-------- Source information
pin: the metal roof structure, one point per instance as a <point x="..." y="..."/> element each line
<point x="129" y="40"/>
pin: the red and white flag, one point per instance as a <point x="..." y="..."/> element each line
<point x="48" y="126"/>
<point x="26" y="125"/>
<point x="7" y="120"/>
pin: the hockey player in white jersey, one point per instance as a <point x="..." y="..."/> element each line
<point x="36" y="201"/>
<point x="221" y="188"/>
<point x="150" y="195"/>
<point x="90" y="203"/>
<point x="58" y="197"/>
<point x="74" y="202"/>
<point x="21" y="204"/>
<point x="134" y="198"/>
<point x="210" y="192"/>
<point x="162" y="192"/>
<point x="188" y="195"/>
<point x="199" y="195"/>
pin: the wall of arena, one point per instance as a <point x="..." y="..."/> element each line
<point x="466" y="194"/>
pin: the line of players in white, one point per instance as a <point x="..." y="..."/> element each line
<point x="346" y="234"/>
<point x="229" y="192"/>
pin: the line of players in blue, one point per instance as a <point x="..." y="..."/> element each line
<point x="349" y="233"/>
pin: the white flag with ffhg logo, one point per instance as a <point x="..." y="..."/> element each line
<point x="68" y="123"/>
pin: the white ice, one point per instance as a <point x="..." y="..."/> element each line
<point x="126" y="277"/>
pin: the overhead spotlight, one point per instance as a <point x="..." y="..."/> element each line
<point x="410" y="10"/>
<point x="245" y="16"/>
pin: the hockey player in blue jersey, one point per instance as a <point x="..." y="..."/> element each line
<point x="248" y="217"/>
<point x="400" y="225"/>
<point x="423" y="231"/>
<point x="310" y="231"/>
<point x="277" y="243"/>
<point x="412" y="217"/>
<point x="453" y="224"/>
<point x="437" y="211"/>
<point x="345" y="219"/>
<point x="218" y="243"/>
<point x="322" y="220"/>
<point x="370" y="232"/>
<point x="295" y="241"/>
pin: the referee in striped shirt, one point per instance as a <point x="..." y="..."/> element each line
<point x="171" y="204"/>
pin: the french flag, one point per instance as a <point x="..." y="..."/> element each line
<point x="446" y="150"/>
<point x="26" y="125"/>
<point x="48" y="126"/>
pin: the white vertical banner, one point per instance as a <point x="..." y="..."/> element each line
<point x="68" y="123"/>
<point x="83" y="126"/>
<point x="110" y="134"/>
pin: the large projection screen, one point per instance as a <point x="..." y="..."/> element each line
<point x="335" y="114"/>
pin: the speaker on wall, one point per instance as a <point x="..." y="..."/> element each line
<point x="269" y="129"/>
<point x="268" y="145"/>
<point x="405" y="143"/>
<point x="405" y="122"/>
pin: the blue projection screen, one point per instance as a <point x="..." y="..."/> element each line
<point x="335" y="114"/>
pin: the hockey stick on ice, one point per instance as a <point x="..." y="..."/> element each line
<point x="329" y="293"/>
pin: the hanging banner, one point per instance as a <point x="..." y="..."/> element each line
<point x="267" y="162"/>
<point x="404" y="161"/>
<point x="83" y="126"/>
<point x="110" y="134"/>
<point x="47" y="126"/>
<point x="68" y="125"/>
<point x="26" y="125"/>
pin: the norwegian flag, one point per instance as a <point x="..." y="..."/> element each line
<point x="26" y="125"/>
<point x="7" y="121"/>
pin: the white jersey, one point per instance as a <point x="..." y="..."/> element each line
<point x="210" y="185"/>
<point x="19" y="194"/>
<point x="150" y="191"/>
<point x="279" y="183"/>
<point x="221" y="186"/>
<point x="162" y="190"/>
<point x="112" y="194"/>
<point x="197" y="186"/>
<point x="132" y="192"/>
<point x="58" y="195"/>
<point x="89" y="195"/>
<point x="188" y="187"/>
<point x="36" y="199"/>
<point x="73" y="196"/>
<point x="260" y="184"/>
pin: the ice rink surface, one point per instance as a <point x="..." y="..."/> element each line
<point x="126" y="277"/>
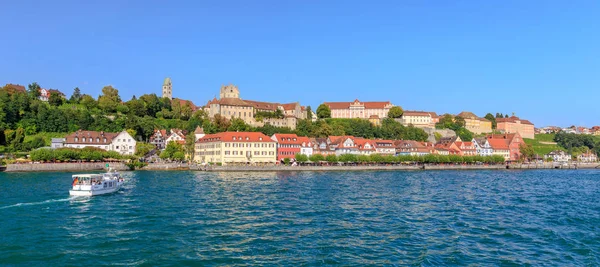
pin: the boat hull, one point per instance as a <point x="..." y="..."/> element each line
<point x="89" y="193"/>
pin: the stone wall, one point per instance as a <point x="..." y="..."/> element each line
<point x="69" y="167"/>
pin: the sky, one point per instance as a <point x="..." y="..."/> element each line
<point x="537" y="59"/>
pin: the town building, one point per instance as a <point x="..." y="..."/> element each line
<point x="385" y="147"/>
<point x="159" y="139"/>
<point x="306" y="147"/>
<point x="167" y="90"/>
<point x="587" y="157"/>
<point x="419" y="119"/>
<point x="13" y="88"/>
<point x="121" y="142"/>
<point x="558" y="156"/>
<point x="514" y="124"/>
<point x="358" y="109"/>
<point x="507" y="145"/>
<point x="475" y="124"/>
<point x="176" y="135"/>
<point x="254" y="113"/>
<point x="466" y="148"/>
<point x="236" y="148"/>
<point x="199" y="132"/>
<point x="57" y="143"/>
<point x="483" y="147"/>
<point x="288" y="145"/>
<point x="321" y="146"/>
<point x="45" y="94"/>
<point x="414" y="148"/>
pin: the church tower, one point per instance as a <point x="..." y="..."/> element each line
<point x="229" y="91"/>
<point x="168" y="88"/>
----------------
Write out all the entries word for word, but skip any images.

Finished task |
pin: the metal roof structure, one point per instance as a <point x="..." y="..."/> element each line
<point x="129" y="40"/>
pin: the red and white flag, one point per instance as a <point x="..." y="..."/> element each line
<point x="48" y="126"/>
<point x="26" y="125"/>
<point x="7" y="120"/>
pin: the hockey player in white jersey, one point per instance as a <point x="..." y="..."/> element each line
<point x="36" y="201"/>
<point x="221" y="188"/>
<point x="150" y="195"/>
<point x="90" y="203"/>
<point x="58" y="197"/>
<point x="74" y="202"/>
<point x="21" y="204"/>
<point x="134" y="198"/>
<point x="210" y="192"/>
<point x="162" y="192"/>
<point x="188" y="195"/>
<point x="199" y="195"/>
pin: the wall of arena, one point per instance as a <point x="..." y="..."/> element each line
<point x="466" y="194"/>
pin: the line of players in white, one point per instance as a <point x="..." y="..."/> element each line
<point x="346" y="234"/>
<point x="229" y="192"/>
pin: the line of players in blue, one point per instance as a <point x="..." y="..."/> element each line
<point x="349" y="233"/>
pin: the white flag with ffhg logo, one point per instance as a <point x="..." y="..."/> element each line
<point x="68" y="123"/>
pin: the white ice, one point per instance as a <point x="..." y="..."/> element each line
<point x="126" y="277"/>
pin: the overhead spotlight, one point per instance as a <point x="..." y="..."/> element each line
<point x="410" y="10"/>
<point x="245" y="16"/>
pin: the hockey player in blue jersey, one point per instance as a <point x="..." y="..."/> element each line
<point x="248" y="217"/>
<point x="400" y="225"/>
<point x="423" y="231"/>
<point x="310" y="231"/>
<point x="277" y="243"/>
<point x="412" y="217"/>
<point x="453" y="224"/>
<point x="437" y="211"/>
<point x="345" y="219"/>
<point x="218" y="243"/>
<point x="322" y="220"/>
<point x="370" y="232"/>
<point x="295" y="241"/>
pin: the referee in striped shirt, one point per instance as a <point x="..." y="..."/> element each line
<point x="171" y="204"/>
pin: the french flag, one point per instance as a <point x="..." y="..."/> element each line
<point x="446" y="150"/>
<point x="26" y="125"/>
<point x="48" y="126"/>
pin: the white vertical banner, one point per instance as a <point x="..." y="..."/> element each line
<point x="68" y="123"/>
<point x="83" y="126"/>
<point x="110" y="134"/>
pin: the large projection screen, one point per instance as a <point x="..." y="..."/> element each line
<point x="335" y="114"/>
pin: the speaker on wall, one point per instance as a <point x="..." y="..."/> element each line
<point x="269" y="129"/>
<point x="268" y="145"/>
<point x="405" y="143"/>
<point x="405" y="122"/>
pin: the blue projection screen, one point per instance as a <point x="..." y="..."/> element each line
<point x="335" y="114"/>
pin: the hockey stick on ice, one point per instance as a <point x="..." y="..."/> element each line
<point x="329" y="293"/>
pin: the hanging banner, one point per instance as a <point x="..." y="..."/> element each line
<point x="267" y="162"/>
<point x="404" y="161"/>
<point x="83" y="126"/>
<point x="110" y="134"/>
<point x="47" y="126"/>
<point x="68" y="125"/>
<point x="26" y="125"/>
pin: the norwegian flag, one point per instance as a <point x="..." y="..."/> element each line
<point x="26" y="125"/>
<point x="7" y="121"/>
pin: the white jersey, one point per instance as a <point x="..." y="..."/> element each line
<point x="210" y="185"/>
<point x="19" y="194"/>
<point x="150" y="191"/>
<point x="279" y="183"/>
<point x="221" y="186"/>
<point x="162" y="190"/>
<point x="112" y="194"/>
<point x="197" y="186"/>
<point x="132" y="192"/>
<point x="58" y="195"/>
<point x="89" y="195"/>
<point x="188" y="187"/>
<point x="36" y="199"/>
<point x="73" y="196"/>
<point x="260" y="184"/>
pin: the ice rink surface, one point per instance as a <point x="..." y="..."/> element each line
<point x="126" y="277"/>
pin: the boat hull, one point per instance as a <point x="..." y="..."/> element each line
<point x="89" y="193"/>
pin: the stone wall, one point per instance as a <point x="..." y="..."/> element each line
<point x="69" y="167"/>
pin: the sky, one point per instance as a <point x="..." y="..."/> element each line
<point x="537" y="59"/>
pin: the town building, one point per instance as a <point x="..." y="..."/> element each line
<point x="385" y="147"/>
<point x="159" y="139"/>
<point x="306" y="147"/>
<point x="167" y="90"/>
<point x="587" y="157"/>
<point x="419" y="119"/>
<point x="13" y="88"/>
<point x="121" y="142"/>
<point x="558" y="156"/>
<point x="514" y="124"/>
<point x="358" y="109"/>
<point x="507" y="145"/>
<point x="475" y="124"/>
<point x="176" y="135"/>
<point x="254" y="113"/>
<point x="466" y="148"/>
<point x="236" y="148"/>
<point x="199" y="132"/>
<point x="57" y="143"/>
<point x="483" y="147"/>
<point x="288" y="145"/>
<point x="321" y="146"/>
<point x="45" y="94"/>
<point x="414" y="148"/>
pin: the church tower, one point per instance as a <point x="..." y="..."/> element each line
<point x="229" y="91"/>
<point x="168" y="88"/>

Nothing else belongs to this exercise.